- [Point-based annotation data]

|---|

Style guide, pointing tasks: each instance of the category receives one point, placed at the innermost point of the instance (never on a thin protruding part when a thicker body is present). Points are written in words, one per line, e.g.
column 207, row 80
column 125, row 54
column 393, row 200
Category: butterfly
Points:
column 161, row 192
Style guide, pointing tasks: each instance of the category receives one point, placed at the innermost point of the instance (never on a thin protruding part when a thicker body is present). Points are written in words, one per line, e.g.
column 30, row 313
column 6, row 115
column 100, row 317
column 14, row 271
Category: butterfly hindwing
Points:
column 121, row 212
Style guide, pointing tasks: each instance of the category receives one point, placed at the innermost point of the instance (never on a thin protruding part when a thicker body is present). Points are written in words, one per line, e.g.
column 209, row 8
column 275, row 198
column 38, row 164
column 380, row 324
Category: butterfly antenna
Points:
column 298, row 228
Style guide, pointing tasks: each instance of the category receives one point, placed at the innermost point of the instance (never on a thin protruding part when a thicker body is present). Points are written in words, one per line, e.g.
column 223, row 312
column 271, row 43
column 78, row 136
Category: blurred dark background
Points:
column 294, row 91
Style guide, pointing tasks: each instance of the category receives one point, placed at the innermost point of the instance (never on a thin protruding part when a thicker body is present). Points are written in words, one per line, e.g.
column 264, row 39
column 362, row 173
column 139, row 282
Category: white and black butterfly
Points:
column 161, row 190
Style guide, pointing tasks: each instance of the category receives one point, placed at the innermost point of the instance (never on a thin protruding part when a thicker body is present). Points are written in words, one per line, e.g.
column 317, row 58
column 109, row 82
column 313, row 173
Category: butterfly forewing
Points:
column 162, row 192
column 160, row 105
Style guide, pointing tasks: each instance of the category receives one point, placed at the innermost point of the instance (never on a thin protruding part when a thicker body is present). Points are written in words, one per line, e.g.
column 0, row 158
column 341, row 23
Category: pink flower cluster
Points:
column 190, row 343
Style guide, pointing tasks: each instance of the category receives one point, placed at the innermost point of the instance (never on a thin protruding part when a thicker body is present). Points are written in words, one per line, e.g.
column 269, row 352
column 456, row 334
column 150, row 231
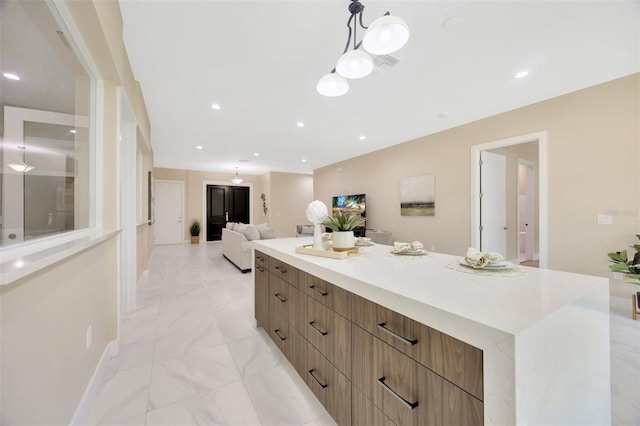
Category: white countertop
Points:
column 544, row 335
column 507, row 304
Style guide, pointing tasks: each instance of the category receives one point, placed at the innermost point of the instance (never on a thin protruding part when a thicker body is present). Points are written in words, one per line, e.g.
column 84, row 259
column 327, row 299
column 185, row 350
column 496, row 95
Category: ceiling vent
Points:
column 63, row 39
column 383, row 63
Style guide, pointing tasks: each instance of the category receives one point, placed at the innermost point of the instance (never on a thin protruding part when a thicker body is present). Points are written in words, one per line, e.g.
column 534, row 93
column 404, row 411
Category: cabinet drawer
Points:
column 278, row 330
column 364, row 412
column 407, row 392
column 451, row 358
column 261, row 259
column 329, row 333
column 284, row 271
column 326, row 293
column 261, row 296
column 330, row 386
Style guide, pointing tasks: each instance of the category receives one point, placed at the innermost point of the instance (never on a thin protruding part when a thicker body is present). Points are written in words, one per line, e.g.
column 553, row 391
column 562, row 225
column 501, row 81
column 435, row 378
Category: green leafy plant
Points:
column 343, row 222
column 194, row 229
column 622, row 264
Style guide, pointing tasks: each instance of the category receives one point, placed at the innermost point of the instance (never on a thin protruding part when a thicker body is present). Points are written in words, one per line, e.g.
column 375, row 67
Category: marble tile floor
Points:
column 190, row 354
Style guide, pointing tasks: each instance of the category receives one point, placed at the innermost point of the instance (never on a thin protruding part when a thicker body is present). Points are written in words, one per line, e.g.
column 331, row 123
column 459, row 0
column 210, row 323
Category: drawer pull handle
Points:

|---|

- [GIVEN TASK] Repeat each entry precisely as it appears. Leave the pictures out.

- [REPLY TO THE EXERCISE]
Style guide, pointing tasks: each instance of the category receives one point, placed at the innermost point of the instance (never on a thin protruding part when a thicker body is present). Points are written in words, one per line, e.g.
column 207, row 80
column 125, row 54
column 393, row 200
Category: butterfly
Points:
column 161, row 192
Style guide, pointing tasks: each instance of the category receives one point, placed at the innermost point of the instance (never on a thin protruding part when a thicker body is present). Points are written in words, one per line, e.g.
column 30, row 313
column 6, row 115
column 100, row 317
column 14, row 271
Category: butterfly hindwing
Points:
column 121, row 212
Style guide, pointing tasks: each instance of the category receives one point, placed at the innermost point of the instance (never on a thin protruding part when a thicker body is present). Points are written in words, one per line, e.g.
column 209, row 8
column 275, row 198
column 38, row 164
column 380, row 324
Category: butterfly antenna
Points:
column 298, row 228
Style guide, pointing tasks: each instance of the category receives one point, placed at the innermost point of the instance (never on a thin protruding part when a thicker body is present). Points are written in words, one per line, e.g.
column 223, row 312
column 271, row 43
column 78, row 136
Category: blurred dark background
Points:
column 294, row 91
Style guide, pointing tasks: each instance of the category receives one point, placed at the innermost point of the instance (never on a thin protruding part when a thicker body is present). Points are written in words, one per line, e.g.
column 264, row 39
column 362, row 173
column 139, row 282
Category: white and black butterfly
Points:
column 161, row 190
Style guide, pointing tasks: each instance of the category receives one point, placed at the innermost point of the instance (never on a thin protruding part when a thicker body is present). Points are written in words, one per line, e.g.
column 317, row 58
column 109, row 82
column 313, row 173
Category: butterfly forewing
Points:
column 162, row 192
column 160, row 105
Style guide, pointing tasks: each instance of the category receives one point, placed at the innermost point of the instance (never on a thin protruding part when a thicker body is present). Points are written in words, one per line, e.g.
column 0, row 158
column 341, row 23
Category: pink flower cluster
Points:
column 190, row 343
Style guide, pointing tasks: each instance of the category receives one point, placed at the innermost point of the instance (never on a thin protruding part when a thicker body is present). Points are written in words, one per line, e.g.
column 269, row 352
column 456, row 334
column 150, row 231
Category: white countertop
Points:
column 544, row 335
column 507, row 304
Style guide, pointing tasks: each instance of the category receives one point, placed at the innermost point of the instance (never on a thin protruding part when a thicker body is present). Points are written in words, one per line, e.g.
column 84, row 259
column 327, row 299
column 185, row 350
column 496, row 95
Category: ceiling vent
Points:
column 63, row 39
column 383, row 63
Style guide, pointing tasks: each instance of the category receives one point, placed at the innermost point of the instance (never on a thin protruding part when a thicker body is present). Points are written in words, one per line, e.g.
column 534, row 93
column 404, row 411
Category: cabinet drawer
Points:
column 278, row 330
column 364, row 412
column 407, row 392
column 451, row 358
column 261, row 259
column 329, row 333
column 284, row 271
column 326, row 293
column 261, row 296
column 330, row 386
Style guide, pointing tasks: each instance of the category receives one point, placed at the innermost point of the instance (never on a thin protruding part when a thicker body is present). Points are written in words, one per line, e.g.
column 553, row 391
column 562, row 225
column 501, row 81
column 435, row 378
Category: green leafy plant
Points:
column 343, row 222
column 194, row 229
column 622, row 264
Style guide, pointing tasks: each instance of the category receives one point, placed at the innermost point of the instance (never on a thin protruding part when a thicker body is present). Points are written in words, one per line, e.g.
column 375, row 67
Category: marble tile floor
Points:
column 190, row 354
Style guide, pointing tasks: each instance of the category receives one point, placed at the innermost point of the instance (never on a thin protruding part when a thicker body is present). Points are written in words, one per line, e.g.
column 331, row 123
column 459, row 0
column 210, row 323
Category: drawer pull handle
Points:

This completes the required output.